[Task directions] Write out the records below verbatim, starting at their first line and ending at the line that contains "POLYGON ((172 30, 177", with both of those lines included.

::::::::::

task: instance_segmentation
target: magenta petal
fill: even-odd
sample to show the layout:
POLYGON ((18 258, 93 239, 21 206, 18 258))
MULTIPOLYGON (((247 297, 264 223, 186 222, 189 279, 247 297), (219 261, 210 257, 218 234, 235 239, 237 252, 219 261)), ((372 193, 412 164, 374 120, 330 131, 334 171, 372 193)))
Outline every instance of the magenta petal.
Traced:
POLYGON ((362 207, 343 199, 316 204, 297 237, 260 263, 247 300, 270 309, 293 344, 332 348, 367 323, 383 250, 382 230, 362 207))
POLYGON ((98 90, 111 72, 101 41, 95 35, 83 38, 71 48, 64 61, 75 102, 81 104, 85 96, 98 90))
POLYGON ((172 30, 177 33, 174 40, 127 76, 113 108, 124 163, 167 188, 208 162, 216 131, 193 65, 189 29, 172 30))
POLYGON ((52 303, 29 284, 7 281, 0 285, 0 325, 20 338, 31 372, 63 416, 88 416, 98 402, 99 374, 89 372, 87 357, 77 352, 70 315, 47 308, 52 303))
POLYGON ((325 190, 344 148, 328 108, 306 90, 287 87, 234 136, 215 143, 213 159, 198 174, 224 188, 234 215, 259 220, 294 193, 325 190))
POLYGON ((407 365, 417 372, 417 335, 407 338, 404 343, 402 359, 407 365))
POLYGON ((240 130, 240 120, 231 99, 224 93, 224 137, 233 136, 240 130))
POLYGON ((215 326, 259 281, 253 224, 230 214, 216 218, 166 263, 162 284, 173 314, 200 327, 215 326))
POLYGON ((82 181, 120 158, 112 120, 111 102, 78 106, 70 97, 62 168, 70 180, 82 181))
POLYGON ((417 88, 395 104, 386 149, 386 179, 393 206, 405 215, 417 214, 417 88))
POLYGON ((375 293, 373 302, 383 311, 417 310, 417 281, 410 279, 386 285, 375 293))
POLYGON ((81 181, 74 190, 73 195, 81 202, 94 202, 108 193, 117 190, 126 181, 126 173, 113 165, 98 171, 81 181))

::::::::::

[Answer to the exercise]
task: instance_segmentation
target: magenta petal
fill: even-odd
sample to show the layout:
POLYGON ((18 258, 93 239, 21 206, 18 258))
MULTIPOLYGON (((247 297, 264 223, 186 222, 189 279, 247 297), (219 261, 210 257, 218 234, 235 239, 237 252, 219 261)), ((372 193, 412 164, 374 120, 330 131, 334 171, 372 193)))
Outline every instance of the magenta petal.
Traced:
POLYGON ((362 207, 343 199, 316 204, 297 237, 260 263, 247 300, 270 309, 293 344, 332 348, 367 323, 383 250, 382 230, 362 207))
POLYGON ((98 90, 111 72, 101 41, 95 35, 83 38, 71 48, 64 61, 75 102, 81 104, 85 96, 98 90))
POLYGON ((172 30, 177 33, 174 40, 127 76, 113 108, 124 163, 167 188, 208 162, 216 131, 193 65, 189 29, 172 30))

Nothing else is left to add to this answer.